A block of records:
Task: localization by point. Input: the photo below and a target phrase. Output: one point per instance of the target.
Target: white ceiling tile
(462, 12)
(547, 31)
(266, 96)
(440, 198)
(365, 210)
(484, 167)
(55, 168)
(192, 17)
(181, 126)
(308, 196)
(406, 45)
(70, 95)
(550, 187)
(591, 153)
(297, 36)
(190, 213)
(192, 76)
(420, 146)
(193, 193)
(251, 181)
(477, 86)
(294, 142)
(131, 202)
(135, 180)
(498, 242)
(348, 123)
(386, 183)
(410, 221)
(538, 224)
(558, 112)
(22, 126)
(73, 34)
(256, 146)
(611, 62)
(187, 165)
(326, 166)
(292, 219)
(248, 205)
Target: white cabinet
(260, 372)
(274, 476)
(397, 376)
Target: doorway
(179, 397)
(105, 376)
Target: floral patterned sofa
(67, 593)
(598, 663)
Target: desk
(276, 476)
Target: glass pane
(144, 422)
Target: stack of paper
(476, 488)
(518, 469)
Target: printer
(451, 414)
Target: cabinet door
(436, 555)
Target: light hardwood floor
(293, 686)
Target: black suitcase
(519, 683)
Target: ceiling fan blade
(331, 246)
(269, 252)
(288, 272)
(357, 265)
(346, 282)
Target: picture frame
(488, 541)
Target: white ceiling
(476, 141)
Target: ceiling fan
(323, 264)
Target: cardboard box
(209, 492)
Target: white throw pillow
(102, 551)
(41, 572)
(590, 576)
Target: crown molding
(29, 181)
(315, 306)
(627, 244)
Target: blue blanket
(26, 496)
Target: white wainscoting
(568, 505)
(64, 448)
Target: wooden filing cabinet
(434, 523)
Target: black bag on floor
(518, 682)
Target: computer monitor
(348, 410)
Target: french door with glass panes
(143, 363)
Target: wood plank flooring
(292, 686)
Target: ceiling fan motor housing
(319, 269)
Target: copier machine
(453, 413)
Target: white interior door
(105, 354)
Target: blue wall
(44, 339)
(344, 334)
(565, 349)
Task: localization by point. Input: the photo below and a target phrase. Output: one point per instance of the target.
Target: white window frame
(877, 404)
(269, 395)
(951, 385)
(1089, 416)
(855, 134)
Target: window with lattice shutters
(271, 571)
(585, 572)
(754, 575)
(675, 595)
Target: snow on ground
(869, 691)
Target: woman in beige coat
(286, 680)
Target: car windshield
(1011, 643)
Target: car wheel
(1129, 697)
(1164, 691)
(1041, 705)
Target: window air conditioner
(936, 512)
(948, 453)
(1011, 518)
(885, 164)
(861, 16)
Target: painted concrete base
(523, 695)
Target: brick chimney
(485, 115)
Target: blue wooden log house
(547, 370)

TASK BRIEF:
Reproduce every line of the records above word for word, without changing anything.

ANSWER:
Task: localization by point. Input: the photo below and a target phrase. Output: one point per instance of the target.
Target: white ceiling tile
(462, 12)
(547, 31)
(266, 96)
(440, 198)
(365, 210)
(484, 167)
(55, 168)
(192, 17)
(181, 126)
(308, 196)
(406, 45)
(70, 95)
(550, 187)
(591, 153)
(297, 36)
(190, 213)
(192, 76)
(420, 146)
(193, 193)
(251, 181)
(477, 86)
(294, 142)
(131, 202)
(135, 180)
(498, 242)
(348, 123)
(386, 183)
(410, 221)
(538, 224)
(558, 112)
(22, 126)
(73, 34)
(256, 146)
(611, 62)
(187, 165)
(326, 166)
(292, 219)
(248, 205)
Target: white cabinet
(260, 372)
(274, 476)
(397, 376)
Target: doorway
(179, 397)
(105, 376)
Target: floral patterned sofa
(67, 593)
(598, 663)
Target: desk
(276, 476)
Target: glass pane
(144, 422)
Target: stack of paper
(476, 488)
(518, 469)
Target: printer
(451, 414)
Target: cabinet door
(436, 555)
Target: light hardwood floor
(293, 686)
Target: black suitcase
(519, 683)
Target: ceiling fan blade
(331, 246)
(269, 252)
(288, 272)
(357, 265)
(346, 282)
Target: picture frame
(488, 541)
Target: white ceiling
(476, 141)
Target: ceiling fan
(323, 264)
Target: cardboard box
(209, 492)
Target: white throw pillow
(102, 551)
(41, 572)
(590, 576)
Target: crown molding
(29, 181)
(315, 306)
(627, 244)
Target: blue blanket
(26, 496)
Target: white wainscoting
(568, 505)
(64, 448)
Target: wooden filing cabinet
(434, 523)
Target: black bag on floor
(518, 682)
Target: computer monitor
(348, 410)
Target: french door with glass panes
(143, 363)
Target: wood plank flooring
(292, 686)
Target: ceiling fan motor housing
(319, 269)
Target: copier machine
(453, 413)
Target: white interior door
(105, 354)
Target: blue wall
(44, 339)
(344, 334)
(565, 349)
Task: localization by point. Input: the photo below and a target phrase. Output: one point per instance of the target.
Target: white window frame
(877, 404)
(269, 395)
(951, 385)
(1089, 416)
(855, 134)
Target: window with lattice shutters
(271, 571)
(585, 572)
(754, 575)
(675, 595)
Target: snow on ground
(869, 691)
Target: woman in beige coat
(286, 680)
Target: car windshield
(1011, 643)
Target: car wheel
(1129, 697)
(1164, 691)
(1041, 705)
Target: window air conditioner
(936, 512)
(948, 453)
(1011, 518)
(885, 164)
(861, 16)
Target: painted concrete base
(523, 695)
Target: brick chimney
(485, 115)
Target: blue wooden log house
(547, 370)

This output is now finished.